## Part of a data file

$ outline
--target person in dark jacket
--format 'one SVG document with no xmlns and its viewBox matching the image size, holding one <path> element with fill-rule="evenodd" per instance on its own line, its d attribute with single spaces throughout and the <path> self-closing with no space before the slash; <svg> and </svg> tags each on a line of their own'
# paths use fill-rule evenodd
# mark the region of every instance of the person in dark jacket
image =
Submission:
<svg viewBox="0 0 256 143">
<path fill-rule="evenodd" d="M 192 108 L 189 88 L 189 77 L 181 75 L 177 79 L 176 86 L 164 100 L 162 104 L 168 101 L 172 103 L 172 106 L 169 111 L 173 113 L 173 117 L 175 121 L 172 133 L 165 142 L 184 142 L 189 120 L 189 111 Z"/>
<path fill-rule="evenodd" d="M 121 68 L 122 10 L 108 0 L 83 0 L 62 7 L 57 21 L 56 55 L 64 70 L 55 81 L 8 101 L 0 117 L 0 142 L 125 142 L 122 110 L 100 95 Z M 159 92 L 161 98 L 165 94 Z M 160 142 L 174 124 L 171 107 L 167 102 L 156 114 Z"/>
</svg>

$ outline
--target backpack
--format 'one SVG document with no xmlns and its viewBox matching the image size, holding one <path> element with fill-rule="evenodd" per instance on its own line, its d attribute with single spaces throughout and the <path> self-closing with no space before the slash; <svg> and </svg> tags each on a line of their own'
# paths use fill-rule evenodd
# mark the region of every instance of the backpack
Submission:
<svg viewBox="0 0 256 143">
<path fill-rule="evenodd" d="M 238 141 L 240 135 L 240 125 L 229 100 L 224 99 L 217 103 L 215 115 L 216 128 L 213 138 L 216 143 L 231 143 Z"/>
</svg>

## THE EXERCISE
Reproduce every line of the listing above verbatim.

## WORKED ANSWER
$ outline
--target person in dark jacket
--format 'one SVG document with no xmlns and its viewBox matching the image size, holding one <path> element with fill-rule="evenodd" per instance on its own line, its d attribute with single spaces throughout and the <path> self-closing with no space before the slash; <svg> and </svg> tags each on a line of their own'
# paths use fill-rule evenodd
# mark the region of every instance of the person in dark jacket
image =
Submission:
<svg viewBox="0 0 256 143">
<path fill-rule="evenodd" d="M 192 108 L 189 88 L 189 77 L 181 75 L 177 79 L 176 86 L 164 100 L 162 104 L 168 101 L 172 103 L 172 106 L 169 111 L 173 113 L 173 117 L 175 121 L 172 133 L 165 142 L 184 142 L 189 120 L 189 111 Z"/>
<path fill-rule="evenodd" d="M 121 68 L 122 10 L 108 0 L 83 0 L 62 7 L 57 21 L 56 55 L 64 70 L 55 81 L 8 101 L 0 117 L 0 142 L 125 142 L 122 110 L 100 95 Z M 159 92 L 161 98 L 165 94 Z M 160 142 L 174 124 L 171 107 L 167 102 L 156 114 Z"/>
</svg>

$ outline
--target backpack
--format 'one SVG document with no xmlns and its viewBox matching the image size, holding one <path> element with fill-rule="evenodd" per instance on its own line, its d attribute with single spaces throughout and the <path> self-closing with no space before the slash; <svg> and </svg> tags each on a line of their own'
# paths use fill-rule evenodd
# mark the region of every instance of the backpack
Submission:
<svg viewBox="0 0 256 143">
<path fill-rule="evenodd" d="M 238 141 L 240 135 L 240 125 L 229 100 L 224 99 L 217 103 L 215 115 L 216 128 L 213 138 L 216 143 L 231 143 Z"/>
</svg>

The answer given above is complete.